## Given passage
+---+

According to the September 2002 issue of Fortune Magazine, Waitt sold $1.1 billion in Gateway stock during the dot-com era. In August 2007, Gateway was acquired by Acer Inc. for $1.90 per share or $710 million.

He has gone on to form four enterprises that are his chief interests: Avalon Capital Group, Inc., a wholly owned, billion-dollar private investment company with diverse interests in technology, health care, energy, finance, and real estate; and the Waitt Foundation, Waitt Institute and Waitt Institute for Violence Prevention, nonprofit organizations dedicated to the improvement of mankind's knowledge through historical and scientific exploration.

Waitt was chairman of the Salk Institute for Biological Studies board of trustees from November 2016 to November 2017. He had joined the board in 2004 and has had numerous roles while donating millions of dollars to the institute.

==Personal life==
Waitt is married to former model Michele Merkin. He and his first wife Joan Theresa Peschel had four children. Waitt's eldest daughter, Hailey, is married to former soccer player Jordan Gafa.

+---+

## Exercise A
In the passage about Waitt, what purpose do the Waitt Foundation and the two Waitt Institutes serve? Answer in one or two sentences.
## Exercise B
Copy word for word the part of the passage about Waitt that runs from "Waitt was chairman" up to and including "to the institute.".

## Excerpted data
+---+

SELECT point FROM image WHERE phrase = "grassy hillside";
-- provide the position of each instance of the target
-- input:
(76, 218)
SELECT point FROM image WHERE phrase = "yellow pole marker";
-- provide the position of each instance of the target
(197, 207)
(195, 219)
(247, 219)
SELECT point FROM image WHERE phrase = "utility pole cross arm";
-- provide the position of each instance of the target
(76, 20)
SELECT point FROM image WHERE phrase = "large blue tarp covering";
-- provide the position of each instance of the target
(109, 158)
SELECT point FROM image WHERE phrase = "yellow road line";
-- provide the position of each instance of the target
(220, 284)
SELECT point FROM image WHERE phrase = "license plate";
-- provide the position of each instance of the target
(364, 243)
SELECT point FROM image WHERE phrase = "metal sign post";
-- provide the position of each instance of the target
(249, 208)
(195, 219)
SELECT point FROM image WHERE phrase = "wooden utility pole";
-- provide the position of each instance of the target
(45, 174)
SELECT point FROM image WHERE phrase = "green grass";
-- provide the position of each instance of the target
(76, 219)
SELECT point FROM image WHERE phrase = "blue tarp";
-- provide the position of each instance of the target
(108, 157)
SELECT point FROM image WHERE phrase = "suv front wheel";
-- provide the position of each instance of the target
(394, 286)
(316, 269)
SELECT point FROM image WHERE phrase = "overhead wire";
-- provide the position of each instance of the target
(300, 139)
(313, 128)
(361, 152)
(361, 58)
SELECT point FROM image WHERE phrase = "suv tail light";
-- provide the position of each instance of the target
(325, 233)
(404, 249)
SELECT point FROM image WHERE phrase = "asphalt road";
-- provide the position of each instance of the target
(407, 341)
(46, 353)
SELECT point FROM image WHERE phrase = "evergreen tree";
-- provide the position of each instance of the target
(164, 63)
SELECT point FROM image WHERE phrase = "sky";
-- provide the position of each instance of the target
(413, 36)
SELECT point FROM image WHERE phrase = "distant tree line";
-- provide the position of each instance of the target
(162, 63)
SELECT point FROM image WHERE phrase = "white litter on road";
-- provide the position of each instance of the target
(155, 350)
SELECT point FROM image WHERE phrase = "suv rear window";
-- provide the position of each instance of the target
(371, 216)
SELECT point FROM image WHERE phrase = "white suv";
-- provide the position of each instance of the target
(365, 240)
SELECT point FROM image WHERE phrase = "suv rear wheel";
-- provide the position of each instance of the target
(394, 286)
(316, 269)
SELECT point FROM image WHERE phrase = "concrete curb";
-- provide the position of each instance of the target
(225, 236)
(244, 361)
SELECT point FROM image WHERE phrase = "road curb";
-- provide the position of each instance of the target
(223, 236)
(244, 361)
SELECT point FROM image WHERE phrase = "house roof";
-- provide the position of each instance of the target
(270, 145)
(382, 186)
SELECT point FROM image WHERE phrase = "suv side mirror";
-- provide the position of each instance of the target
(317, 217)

+---+

## Task solution A
They are nonprofit organizations dedicated to improving mankind's knowledge through historical and scientific exploration.

## Task solution B
Waitt was chairman of the Salk Institute for Biological Studies board of trustees from November 2016 to November 2017. He had joined the board in 2004 and has had numerous roles while donating millions of dollars to the institute.